Stored data entries
====================

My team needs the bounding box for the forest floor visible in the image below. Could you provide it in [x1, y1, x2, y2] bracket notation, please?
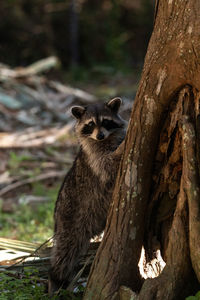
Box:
[0, 58, 138, 299]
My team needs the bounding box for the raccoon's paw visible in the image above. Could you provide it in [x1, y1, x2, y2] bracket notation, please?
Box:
[115, 140, 125, 156]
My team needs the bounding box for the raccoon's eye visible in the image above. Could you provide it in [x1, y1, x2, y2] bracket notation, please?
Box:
[81, 121, 95, 135]
[88, 121, 95, 126]
[102, 119, 120, 130]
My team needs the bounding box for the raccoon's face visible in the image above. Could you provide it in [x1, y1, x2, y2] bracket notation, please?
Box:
[71, 98, 125, 142]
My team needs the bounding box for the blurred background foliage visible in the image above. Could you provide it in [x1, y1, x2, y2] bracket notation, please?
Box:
[0, 0, 154, 73]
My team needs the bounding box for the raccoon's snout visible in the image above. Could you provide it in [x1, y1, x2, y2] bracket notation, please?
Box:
[96, 132, 105, 140]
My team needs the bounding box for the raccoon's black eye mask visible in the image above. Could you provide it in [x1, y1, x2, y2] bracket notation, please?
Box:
[102, 119, 121, 130]
[81, 122, 95, 135]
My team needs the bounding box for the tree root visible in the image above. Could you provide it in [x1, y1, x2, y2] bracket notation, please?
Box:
[181, 117, 200, 282]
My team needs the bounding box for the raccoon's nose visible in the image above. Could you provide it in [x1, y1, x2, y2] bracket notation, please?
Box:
[96, 132, 104, 140]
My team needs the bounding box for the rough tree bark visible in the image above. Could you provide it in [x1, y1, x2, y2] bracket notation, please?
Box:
[83, 0, 200, 299]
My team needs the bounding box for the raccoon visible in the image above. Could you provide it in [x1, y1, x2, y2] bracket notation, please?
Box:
[49, 97, 126, 295]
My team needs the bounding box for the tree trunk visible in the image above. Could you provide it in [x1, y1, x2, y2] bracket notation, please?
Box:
[69, 0, 79, 66]
[83, 0, 200, 299]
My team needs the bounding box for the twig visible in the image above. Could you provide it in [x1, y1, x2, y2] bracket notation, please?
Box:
[4, 237, 53, 269]
[67, 255, 93, 292]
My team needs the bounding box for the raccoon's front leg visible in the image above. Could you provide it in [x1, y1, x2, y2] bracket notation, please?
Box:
[48, 227, 91, 295]
[114, 139, 125, 157]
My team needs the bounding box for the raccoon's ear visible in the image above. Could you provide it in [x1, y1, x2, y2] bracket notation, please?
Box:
[107, 97, 122, 113]
[71, 106, 85, 119]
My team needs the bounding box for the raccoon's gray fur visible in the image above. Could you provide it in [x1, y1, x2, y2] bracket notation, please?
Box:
[49, 97, 126, 294]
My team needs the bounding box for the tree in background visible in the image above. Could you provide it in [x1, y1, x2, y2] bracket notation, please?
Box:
[0, 0, 153, 69]
[69, 0, 80, 66]
[83, 0, 200, 299]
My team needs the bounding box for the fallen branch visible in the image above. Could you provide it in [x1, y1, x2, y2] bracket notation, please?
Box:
[0, 123, 75, 148]
[0, 170, 66, 197]
[49, 80, 97, 103]
[0, 57, 59, 81]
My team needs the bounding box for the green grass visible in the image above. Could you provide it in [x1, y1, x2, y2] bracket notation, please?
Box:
[0, 183, 60, 243]
[0, 269, 83, 300]
[1, 149, 66, 243]
[186, 292, 200, 300]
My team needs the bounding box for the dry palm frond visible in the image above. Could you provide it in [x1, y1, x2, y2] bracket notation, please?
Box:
[0, 237, 52, 278]
[0, 237, 99, 286]
[0, 237, 40, 253]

====================

● EXERCISE PROMPT: Each line from the one holding "My team needs the bounding box for the tree in" through the last line of the data is to be transcribed exactly, with nothing else added.

● SOLUTION:
My team needs the bounding box for the tree in background visible in the image above. Could you provide it in [x1, y1, x2, y2] bracket notation, please?
Box:
[0, 0, 153, 69]
[69, 0, 80, 66]
[83, 0, 200, 299]
My team needs the bounding box for the fallen branch visible in the image above. Could you provide it in [x1, y1, x2, y2] bracket notation, please?
Box:
[0, 123, 75, 148]
[0, 170, 66, 197]
[49, 80, 97, 103]
[0, 57, 59, 81]
My team needs the bounding box for the green grass visible in the image above. Could you provide it in [x1, y1, x2, y2] bracket notation, please?
Box:
[0, 183, 60, 243]
[0, 269, 83, 300]
[1, 149, 66, 243]
[186, 292, 200, 300]
My team needs the bounding box for the dry palm frond visible in the image above. Could you provide it in [x1, y1, x2, y2] bracket notation, please?
Box:
[0, 237, 52, 278]
[0, 237, 99, 286]
[0, 237, 40, 253]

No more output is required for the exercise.